>> BEGIN MATERIAL FOR THE TASK

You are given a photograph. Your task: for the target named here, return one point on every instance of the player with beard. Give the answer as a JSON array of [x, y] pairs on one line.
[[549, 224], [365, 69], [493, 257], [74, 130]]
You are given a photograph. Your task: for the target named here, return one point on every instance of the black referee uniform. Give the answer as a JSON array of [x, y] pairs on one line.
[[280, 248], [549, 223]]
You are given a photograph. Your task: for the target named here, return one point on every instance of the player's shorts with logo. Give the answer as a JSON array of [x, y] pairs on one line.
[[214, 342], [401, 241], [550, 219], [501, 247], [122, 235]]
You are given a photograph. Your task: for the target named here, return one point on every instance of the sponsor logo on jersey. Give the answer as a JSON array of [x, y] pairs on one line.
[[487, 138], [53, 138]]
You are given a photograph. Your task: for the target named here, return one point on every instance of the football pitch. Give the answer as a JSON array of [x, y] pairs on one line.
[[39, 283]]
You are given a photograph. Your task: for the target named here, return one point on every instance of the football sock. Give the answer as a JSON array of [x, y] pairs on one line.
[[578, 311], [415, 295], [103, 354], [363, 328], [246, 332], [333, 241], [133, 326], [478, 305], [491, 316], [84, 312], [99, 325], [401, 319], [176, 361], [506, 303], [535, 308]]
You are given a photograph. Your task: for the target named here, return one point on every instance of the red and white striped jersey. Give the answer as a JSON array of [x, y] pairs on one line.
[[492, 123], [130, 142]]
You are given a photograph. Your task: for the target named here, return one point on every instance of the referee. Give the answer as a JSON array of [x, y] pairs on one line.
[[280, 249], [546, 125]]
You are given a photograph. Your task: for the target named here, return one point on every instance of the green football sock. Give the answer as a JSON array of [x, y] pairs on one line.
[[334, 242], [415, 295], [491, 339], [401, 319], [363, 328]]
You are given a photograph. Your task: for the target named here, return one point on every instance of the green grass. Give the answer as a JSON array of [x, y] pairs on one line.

>> END MATERIAL FOR THE TASK

**WORK INSTRUCTIONS:** Copy the entries starting at the first one and ending at the line containing "[[39, 283]]", both included, with each request and answer. Shift every coordinate in those answers by -123.

**RESPONSE TO THIS TASK:**
You are given a photograph. Your task: for the target named here, return one point on every instance of the player with beard. Give the answer as a JSON array of [x, y] pairs on one line.
[[426, 101], [242, -54], [370, 134], [-49, 7]]
You are given a photograph. Your task: for the target named here, return one point on every instance of the black referee uniform. Give the answer as a JSON array of [x, y] pairs on one line.
[[157, 125], [426, 100]]
You are given a photograph. Your task: for the target named here, return one point on every instance of the player's shorts with logo. Give the answer as a JSON array of [x, y] pairs on one line.
[[91, 219], [278, 118], [427, 96], [378, 124], [-1, 112]]
You are given a photograph. Your task: for the target named here, return one point on every instance of the sponsor logo on jersey. Give the answer as a JSON array of [x, y] pairs on one line.
[[364, 15], [-70, 15]]
You are given a photograph. Your task: for the target named here, return one point on every instance of the football pitch. Give the answer as a JSON array of [x, y] pairs on one line.
[[-84, 160]]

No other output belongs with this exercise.